→ Work required
Return only that part of the material below which starts with the line containing "Target: player's knee" and goes on through the line containing "of the submerged", restated exactly.
Start of Block
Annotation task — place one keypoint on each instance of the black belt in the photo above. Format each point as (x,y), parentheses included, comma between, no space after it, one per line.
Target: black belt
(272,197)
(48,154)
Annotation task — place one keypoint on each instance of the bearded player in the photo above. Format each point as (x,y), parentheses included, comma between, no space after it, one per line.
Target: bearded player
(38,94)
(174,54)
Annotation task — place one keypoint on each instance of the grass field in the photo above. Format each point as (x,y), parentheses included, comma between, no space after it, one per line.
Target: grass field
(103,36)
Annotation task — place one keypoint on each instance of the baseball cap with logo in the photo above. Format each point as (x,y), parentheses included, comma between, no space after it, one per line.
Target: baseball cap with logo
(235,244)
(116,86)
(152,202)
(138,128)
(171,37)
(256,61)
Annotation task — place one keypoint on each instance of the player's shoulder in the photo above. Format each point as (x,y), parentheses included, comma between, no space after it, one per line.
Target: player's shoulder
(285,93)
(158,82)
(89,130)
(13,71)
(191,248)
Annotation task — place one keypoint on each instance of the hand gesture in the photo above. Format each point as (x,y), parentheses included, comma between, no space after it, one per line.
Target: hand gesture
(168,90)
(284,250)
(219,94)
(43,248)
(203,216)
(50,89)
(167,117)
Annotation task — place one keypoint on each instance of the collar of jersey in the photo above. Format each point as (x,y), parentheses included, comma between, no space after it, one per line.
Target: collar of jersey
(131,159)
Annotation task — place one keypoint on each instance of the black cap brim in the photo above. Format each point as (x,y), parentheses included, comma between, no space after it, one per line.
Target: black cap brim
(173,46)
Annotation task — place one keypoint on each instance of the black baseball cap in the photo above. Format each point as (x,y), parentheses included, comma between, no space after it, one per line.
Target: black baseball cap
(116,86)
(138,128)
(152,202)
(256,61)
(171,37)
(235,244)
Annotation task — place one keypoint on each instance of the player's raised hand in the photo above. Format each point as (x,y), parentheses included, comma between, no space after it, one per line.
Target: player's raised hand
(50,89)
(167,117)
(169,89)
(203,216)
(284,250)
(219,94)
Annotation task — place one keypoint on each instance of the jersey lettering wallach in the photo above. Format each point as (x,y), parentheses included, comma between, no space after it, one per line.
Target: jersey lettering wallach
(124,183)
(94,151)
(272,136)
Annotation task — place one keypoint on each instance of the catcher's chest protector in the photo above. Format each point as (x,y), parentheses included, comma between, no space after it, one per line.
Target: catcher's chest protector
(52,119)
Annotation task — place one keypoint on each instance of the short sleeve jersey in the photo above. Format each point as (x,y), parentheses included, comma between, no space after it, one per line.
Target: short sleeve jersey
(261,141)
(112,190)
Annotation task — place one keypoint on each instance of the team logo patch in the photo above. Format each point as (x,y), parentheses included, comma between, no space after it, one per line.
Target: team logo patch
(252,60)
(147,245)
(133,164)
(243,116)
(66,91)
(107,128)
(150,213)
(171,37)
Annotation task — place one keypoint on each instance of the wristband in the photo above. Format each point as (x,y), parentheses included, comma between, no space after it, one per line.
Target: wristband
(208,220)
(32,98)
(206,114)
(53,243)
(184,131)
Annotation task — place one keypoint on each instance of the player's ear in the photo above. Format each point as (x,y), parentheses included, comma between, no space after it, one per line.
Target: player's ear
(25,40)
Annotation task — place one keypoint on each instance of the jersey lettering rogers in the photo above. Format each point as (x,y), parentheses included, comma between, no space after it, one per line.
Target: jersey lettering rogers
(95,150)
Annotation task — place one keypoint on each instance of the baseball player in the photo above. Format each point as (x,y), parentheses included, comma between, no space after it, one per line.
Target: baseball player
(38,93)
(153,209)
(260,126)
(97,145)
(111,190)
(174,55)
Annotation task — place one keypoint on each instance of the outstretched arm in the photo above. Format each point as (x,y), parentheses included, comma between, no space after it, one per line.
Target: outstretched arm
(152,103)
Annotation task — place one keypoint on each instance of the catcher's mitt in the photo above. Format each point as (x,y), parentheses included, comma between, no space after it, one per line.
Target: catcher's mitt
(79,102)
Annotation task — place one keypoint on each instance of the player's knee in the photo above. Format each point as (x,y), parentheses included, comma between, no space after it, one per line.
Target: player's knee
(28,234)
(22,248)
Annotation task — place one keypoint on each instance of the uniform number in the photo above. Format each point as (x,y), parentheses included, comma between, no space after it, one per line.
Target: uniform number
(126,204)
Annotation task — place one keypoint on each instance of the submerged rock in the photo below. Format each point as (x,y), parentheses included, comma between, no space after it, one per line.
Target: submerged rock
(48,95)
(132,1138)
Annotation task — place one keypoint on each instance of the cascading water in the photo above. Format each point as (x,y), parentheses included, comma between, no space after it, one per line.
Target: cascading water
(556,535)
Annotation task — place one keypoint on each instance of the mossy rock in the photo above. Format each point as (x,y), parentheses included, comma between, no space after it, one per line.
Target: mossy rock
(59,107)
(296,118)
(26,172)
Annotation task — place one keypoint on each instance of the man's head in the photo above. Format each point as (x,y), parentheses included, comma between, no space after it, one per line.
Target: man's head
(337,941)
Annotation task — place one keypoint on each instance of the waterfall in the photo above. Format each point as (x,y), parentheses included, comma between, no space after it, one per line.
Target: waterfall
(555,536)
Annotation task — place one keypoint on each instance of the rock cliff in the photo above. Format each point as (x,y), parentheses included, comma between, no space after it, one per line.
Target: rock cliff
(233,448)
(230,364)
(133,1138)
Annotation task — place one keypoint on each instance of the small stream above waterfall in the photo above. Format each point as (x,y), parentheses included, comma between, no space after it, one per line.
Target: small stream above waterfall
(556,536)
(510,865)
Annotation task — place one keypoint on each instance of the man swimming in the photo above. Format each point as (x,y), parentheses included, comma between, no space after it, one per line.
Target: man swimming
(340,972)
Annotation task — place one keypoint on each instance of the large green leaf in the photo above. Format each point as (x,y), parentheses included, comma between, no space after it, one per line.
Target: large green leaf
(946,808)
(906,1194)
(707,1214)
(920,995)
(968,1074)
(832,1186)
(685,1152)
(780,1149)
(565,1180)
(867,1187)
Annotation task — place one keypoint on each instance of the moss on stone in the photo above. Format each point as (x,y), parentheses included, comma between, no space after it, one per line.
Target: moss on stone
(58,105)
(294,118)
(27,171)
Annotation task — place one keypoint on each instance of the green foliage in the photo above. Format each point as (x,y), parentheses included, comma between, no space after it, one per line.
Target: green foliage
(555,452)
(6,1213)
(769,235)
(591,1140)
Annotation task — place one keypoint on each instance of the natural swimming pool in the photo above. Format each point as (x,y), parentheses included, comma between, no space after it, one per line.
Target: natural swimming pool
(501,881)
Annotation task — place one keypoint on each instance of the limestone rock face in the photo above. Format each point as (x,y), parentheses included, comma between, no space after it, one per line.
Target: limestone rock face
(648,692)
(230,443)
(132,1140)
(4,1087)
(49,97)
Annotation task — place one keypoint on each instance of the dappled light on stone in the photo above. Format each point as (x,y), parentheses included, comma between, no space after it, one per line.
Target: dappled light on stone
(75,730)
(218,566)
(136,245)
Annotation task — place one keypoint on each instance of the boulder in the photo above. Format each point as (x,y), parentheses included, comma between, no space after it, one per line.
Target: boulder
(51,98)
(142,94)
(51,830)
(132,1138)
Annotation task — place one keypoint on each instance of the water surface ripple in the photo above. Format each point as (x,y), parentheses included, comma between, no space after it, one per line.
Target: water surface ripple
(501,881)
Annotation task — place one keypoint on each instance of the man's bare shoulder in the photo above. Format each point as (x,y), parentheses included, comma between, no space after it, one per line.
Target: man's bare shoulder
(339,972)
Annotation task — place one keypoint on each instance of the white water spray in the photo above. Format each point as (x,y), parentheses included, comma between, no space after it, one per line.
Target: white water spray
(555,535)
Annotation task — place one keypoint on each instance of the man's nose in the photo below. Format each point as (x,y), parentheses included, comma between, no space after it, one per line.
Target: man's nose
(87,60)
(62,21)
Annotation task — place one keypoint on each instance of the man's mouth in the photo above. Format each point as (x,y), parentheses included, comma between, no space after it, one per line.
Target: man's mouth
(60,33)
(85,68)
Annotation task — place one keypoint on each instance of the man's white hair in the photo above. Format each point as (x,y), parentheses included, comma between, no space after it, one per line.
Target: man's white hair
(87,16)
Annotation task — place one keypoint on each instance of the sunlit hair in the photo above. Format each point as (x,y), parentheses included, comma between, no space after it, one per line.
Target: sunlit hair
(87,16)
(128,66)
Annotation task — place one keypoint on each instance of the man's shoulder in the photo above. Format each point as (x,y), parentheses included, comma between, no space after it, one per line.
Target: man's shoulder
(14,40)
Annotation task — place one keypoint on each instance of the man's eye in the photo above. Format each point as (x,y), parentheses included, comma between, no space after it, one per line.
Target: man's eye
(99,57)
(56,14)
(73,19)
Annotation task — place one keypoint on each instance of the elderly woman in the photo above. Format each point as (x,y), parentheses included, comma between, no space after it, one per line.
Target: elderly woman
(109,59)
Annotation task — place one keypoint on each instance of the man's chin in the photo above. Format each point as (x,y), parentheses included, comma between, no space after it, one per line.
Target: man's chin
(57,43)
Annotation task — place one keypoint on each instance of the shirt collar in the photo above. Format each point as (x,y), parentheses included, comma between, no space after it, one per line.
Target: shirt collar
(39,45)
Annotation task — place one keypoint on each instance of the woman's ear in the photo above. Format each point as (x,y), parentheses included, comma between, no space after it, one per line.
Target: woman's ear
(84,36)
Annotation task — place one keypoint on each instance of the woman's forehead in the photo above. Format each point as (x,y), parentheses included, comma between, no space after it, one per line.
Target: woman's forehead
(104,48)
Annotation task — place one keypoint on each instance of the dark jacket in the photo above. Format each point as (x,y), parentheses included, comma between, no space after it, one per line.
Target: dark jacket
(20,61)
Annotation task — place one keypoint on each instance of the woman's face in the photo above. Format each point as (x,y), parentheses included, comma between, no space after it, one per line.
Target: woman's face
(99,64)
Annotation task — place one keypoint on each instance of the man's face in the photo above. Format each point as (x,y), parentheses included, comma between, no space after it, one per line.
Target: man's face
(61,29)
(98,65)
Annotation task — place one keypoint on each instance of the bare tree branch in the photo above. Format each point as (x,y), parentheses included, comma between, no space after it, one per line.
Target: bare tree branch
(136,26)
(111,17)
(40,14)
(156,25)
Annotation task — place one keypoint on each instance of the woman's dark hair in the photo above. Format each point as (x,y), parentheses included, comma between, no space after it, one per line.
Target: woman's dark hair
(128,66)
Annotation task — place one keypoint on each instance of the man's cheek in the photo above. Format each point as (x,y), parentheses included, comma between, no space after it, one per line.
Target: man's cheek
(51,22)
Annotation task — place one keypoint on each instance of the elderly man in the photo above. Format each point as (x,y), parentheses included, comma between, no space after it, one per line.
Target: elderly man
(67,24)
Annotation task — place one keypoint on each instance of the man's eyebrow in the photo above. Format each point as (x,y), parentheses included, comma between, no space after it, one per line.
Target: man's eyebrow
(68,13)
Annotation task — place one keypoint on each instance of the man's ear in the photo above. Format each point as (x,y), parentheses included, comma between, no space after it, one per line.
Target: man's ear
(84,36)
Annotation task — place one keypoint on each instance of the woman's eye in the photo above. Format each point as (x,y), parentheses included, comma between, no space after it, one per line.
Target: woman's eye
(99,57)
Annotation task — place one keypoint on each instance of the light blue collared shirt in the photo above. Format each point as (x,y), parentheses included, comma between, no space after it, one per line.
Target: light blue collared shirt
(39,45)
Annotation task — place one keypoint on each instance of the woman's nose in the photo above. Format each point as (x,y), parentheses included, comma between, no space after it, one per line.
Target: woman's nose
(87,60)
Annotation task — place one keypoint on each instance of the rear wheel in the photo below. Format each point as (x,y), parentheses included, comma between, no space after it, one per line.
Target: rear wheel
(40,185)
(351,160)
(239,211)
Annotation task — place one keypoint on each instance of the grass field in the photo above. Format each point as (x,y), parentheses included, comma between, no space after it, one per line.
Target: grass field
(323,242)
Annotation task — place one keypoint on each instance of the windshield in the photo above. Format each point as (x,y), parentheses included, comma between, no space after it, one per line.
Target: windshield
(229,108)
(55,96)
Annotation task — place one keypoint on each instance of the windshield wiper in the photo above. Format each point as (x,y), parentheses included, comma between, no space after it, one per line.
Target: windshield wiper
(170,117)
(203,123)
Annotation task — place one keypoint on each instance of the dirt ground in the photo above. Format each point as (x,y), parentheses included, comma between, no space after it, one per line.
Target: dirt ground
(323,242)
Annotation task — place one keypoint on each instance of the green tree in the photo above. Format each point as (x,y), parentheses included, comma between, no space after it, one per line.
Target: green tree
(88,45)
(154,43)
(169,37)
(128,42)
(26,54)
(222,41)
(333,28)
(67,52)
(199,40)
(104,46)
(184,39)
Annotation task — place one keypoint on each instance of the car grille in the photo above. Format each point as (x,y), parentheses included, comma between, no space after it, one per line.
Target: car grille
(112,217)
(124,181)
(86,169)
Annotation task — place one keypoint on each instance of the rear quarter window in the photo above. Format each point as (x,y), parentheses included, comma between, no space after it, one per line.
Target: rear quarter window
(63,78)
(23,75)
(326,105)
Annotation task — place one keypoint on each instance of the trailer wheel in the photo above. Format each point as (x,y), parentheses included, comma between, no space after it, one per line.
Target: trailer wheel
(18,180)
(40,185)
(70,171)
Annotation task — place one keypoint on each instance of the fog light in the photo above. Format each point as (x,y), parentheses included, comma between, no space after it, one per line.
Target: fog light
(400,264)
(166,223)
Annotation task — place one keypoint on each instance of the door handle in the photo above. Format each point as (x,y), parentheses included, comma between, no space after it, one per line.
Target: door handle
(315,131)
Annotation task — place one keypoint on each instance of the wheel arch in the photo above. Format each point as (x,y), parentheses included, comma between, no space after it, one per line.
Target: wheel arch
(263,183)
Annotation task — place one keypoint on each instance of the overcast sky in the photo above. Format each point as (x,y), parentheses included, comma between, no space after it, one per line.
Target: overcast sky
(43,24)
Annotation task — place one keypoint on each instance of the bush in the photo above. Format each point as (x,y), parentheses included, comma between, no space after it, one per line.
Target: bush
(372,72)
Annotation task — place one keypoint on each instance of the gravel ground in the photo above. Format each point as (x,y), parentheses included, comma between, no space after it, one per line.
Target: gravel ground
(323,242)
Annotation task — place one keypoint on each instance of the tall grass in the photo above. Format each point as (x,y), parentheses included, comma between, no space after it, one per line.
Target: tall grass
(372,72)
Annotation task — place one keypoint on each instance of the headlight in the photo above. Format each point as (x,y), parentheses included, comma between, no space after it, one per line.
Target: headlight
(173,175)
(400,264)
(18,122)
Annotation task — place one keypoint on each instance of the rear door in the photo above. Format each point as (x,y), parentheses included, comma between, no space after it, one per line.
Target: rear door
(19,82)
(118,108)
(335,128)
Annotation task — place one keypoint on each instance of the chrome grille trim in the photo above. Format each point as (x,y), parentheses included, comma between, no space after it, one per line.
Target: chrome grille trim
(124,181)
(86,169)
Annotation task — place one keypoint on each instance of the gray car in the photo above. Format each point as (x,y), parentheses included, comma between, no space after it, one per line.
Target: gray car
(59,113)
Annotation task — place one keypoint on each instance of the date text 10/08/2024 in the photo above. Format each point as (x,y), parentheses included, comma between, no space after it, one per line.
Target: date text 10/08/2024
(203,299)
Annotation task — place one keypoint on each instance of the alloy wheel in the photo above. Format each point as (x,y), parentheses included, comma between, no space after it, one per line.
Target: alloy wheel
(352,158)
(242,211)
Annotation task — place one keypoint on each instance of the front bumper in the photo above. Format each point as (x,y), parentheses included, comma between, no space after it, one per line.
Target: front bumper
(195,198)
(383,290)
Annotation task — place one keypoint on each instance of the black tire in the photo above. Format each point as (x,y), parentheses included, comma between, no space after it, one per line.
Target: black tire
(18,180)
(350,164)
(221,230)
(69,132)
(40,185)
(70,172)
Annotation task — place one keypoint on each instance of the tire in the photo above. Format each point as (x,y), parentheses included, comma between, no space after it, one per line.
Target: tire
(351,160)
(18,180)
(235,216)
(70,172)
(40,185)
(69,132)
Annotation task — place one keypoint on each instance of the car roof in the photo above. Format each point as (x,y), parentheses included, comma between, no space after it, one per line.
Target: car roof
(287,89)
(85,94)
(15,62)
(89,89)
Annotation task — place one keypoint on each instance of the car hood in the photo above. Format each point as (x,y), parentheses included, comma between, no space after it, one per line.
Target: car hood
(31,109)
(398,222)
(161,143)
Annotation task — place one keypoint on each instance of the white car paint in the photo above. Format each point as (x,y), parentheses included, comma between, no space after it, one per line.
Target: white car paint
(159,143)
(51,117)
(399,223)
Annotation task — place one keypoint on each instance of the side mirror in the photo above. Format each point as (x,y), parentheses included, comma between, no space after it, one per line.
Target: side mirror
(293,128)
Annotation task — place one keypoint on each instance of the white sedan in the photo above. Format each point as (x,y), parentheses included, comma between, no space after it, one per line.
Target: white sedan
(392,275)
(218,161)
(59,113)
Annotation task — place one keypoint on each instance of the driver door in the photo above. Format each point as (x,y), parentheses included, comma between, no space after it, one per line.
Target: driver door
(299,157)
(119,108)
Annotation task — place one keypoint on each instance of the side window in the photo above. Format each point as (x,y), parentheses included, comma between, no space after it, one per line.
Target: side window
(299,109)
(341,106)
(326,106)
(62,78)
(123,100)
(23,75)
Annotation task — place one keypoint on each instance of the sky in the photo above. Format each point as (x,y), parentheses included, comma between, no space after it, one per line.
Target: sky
End of Block
→ Exercise solution
Target: player's knee
(28,234)
(22,248)
Annotation task — place one keypoint on each instance of the uniform number in the photo above. Format each point as (x,y), parentheses included, comma between, no space after it, one per line.
Target: uniform number
(126,204)
Annotation task — place one keypoint on each instance of the submerged rock in the photo below. Format each point as (x,y), parentheses included, comma between, no space after it, one per line.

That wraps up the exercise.